▶ **EXERCISE GOAL**
Reproduce the data below, substituting "dressing gown" for every occurrence of "bathrobe" and leaving everything else unchanged.

>> Begin MATERIAL SHOWN

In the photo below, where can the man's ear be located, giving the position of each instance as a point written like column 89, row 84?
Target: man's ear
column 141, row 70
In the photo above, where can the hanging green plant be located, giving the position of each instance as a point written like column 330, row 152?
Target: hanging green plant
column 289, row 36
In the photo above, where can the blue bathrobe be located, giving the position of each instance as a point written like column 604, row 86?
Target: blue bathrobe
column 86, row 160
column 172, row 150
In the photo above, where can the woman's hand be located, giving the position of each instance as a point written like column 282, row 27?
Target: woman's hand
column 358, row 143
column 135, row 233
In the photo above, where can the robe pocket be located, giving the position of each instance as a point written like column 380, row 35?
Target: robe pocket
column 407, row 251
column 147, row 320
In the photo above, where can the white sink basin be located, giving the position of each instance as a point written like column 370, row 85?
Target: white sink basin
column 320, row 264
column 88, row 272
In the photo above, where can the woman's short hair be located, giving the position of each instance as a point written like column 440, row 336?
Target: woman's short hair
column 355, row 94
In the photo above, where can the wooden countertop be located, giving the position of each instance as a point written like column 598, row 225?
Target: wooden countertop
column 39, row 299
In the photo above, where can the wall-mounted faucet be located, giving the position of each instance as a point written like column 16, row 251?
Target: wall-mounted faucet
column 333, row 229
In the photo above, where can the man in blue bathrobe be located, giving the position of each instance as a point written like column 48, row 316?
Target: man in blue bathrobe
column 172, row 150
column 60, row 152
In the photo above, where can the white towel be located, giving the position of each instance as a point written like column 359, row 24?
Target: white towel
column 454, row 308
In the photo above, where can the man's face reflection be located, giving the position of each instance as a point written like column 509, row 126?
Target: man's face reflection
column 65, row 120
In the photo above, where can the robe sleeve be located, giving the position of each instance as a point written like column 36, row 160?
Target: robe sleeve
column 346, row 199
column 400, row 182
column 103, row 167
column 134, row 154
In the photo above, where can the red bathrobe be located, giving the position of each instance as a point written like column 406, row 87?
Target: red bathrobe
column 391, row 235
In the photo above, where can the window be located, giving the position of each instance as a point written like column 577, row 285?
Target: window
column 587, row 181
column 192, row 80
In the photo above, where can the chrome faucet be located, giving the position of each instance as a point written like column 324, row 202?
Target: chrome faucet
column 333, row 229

>> End MATERIAL SHOWN

▶ **PROBLEM SOLUTION**
In the photo below, where can the man's ear be located, giving the position of each instance as a point written like column 89, row 84?
Target: man's ear
column 141, row 70
In the photo above, where can the hanging green plant be located, giving the position of each instance as a point written like column 330, row 152?
Target: hanging green plant
column 289, row 36
In the photo above, where can the blue dressing gown be located, giving the position of each instance as a point written like column 604, row 86?
Target: blue dressing gown
column 86, row 160
column 172, row 150
In the photo above, where can the woman's hand be located, giving the position of each instance as a point written like column 282, row 27?
Target: woman's hand
column 358, row 143
column 135, row 233
In the photo above, where can the robe pocket be located, giving the position of each instance as a point written like column 380, row 35?
Target: robe pocket
column 407, row 251
column 147, row 320
In the photo above, where can the white sink basin be located, giving the position of each instance as a point written like column 370, row 85?
Target: white sink basin
column 320, row 264
column 88, row 272
In the photo above, where can the woman's short hair be located, giving the position of each instance as a point written like column 440, row 336?
Target: woman's short hair
column 355, row 94
In the photo above, where can the wooden countertop be located, giving the position of each instance as a point written like column 598, row 225?
Target: wooden countertop
column 39, row 299
In the photo above, where can the wall-mounted faucet be located, giving the position of each instance as a point written like column 16, row 251?
Target: wall-mounted faucet
column 333, row 229
In the photo above, where can the man in blue dressing gown be located, giving the position of each instance as a point written like column 48, row 316?
Target: man in blue dressing gown
column 172, row 150
column 60, row 152
In the photo above, where can the white towel be located, giving the position of each instance as a point written like column 359, row 24?
Target: white towel
column 454, row 308
In the photo above, where can the man's face reflection be located, giving the position of each instance as a point written like column 509, row 126?
Target: man's face reflection
column 65, row 120
In the photo above, where can the robe sleeve be located, giving the position of each instance as a point written like column 36, row 160?
Target: robe sleeve
column 346, row 199
column 400, row 182
column 103, row 167
column 134, row 154
In the photo above, where can the red dressing gown be located, giving the position of each instance as a point written like column 406, row 87?
Target: red dressing gown
column 391, row 235
In the photo above, where can the window be located, giving the position of each instance as a point written like column 577, row 285?
Target: window
column 587, row 181
column 192, row 80
In the photo above, where can the chrome faucet be located, giving the position of each instance as a point written like column 324, row 202?
Target: chrome faucet
column 333, row 229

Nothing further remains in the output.